→ Document text:
Although deep learning-based algorithms are capable of recognizing basketball actions, they face some specific challenges such as dealing with highly similar complex backgrounds, subtle action differences within frames, and inconsistent lighting conditions. These factors significantly impact the accuracy and robustness of action recognition in basketball videos. To address these issues, we propose an Adaptive Context-Aware Network (ACA-Net) deep neural network for basketball action recognition to solve the problem that the current popular methods unable to extract sufficient features and fails to capture long term temporal information, resulting in low accuracy in recognizing basketball player's actions. The main contributions of this paper are as follows:
1. We propose an adaptive context-aware network (ACA-Net) for basketball action recognition. By aggregating long short-term temporal features with spatial-channel features, the network can effectively recognize basketball actions guided by video contextual information.
2. We propose a long short-term adaptive learning mechanism. To address the problem of difficulty in determining similar basketball actions from short-term temporal information, it first filters features through a convolutional gating mechanism, then generates a dynamic convolutional kernel for video adaptation to aggregate temporal information and capture long-term dependencies in videos, and finally generates importance weights from short-term temporal information to enhance temporal feature representation. Thus, it can adaptively integrate contextual information from different time scales to enhance the model's ability to capture long-term temporal information.
3. We propose a triplet spatial-channel integration strategy, which performs cross-dimensional interactions between spatial and channel dimensions, and spatial intrinsic dimensions on each of the three branches, which complementarily improves the representation of the features in the network. Thus it can efficiently extract more discriminative feature representations from basketball videos with a large number of similar backgrounds.
The rest of the paper is organized as follows. Section 2 introduces the adaptive context-aware network, the long short-term adaptive learning mechanism, and the triplet spatial-channel interaction strategy. Section 3 introduces the datasets, evaluation metrics, and the experiments to verify the effectiveness of the methods in this paper. Sections 4, 5 introduce the discussion and conclusions of this study.
2 Methodology
2.1 The overview of adaptive context-aware network
As we discussed in Section 1, basketball videos pose difficulties in modeling the long-term dependency of the videos as well as discriminative feature representations due to the complexity of the background and the similarity of the actions. Therefore, we aim to address the above problems by introducing a long short-term adaptive (LSTA) module and a triplet spatial-channel interaction module. The two proposed modules can be easily integrated into existing 2D CNNs, such as ResNet (He et al., 2016), to form a network architecture that can efficiently process basketball videos. We will give an overview of ACA-Net and then describe the technical details of the proposed modules.

→ Material provided:
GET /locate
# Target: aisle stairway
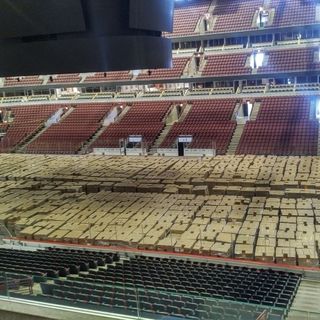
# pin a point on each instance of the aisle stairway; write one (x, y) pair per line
(185, 112)
(255, 111)
(306, 305)
(235, 139)
(319, 141)
(21, 148)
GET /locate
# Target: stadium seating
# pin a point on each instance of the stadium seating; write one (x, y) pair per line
(175, 72)
(66, 78)
(22, 81)
(290, 60)
(282, 128)
(109, 76)
(209, 122)
(293, 13)
(27, 121)
(52, 263)
(187, 15)
(71, 133)
(235, 16)
(226, 64)
(145, 118)
(159, 203)
(179, 288)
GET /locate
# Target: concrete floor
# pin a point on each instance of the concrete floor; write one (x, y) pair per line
(306, 305)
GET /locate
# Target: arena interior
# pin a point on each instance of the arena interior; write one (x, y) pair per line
(190, 192)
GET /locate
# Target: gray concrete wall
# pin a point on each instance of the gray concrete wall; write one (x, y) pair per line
(5, 315)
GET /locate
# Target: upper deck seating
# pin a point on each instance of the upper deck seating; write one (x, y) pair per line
(209, 122)
(69, 135)
(27, 120)
(145, 118)
(187, 15)
(282, 128)
(109, 76)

→ Required actions:
a) Please quote the passage of the basketball action recognition text between "2 Methodology" and "the proposed modules.", inclusive.
b) In the basketball action recognition text, which existing 2D CNN is given as an example of a network into which the two proposed modules can be integrated?

→ Task-by-task answers:
a)
2 Methodology
2.1 The overview of adaptive context-aware network
As we discussed in Section 1, basketball videos pose difficulties in modeling the long-term dependency of the videos as well as discriminative feature representations due to the complexity of the background and the similarity of the actions. Therefore, we aim to address the above problems by introducing a long short-term adaptive (LSTA) module and a triplet spatial-channel interaction module. The two proposed modules can be easily integrated into existing 2D CNNs, such as ResNet (He et al., 2016), to form a network architecture that can efficiently process basketball videos. We will give an overview of ACA-Net and then describe the technical details of the proposed modules.

b) ResNet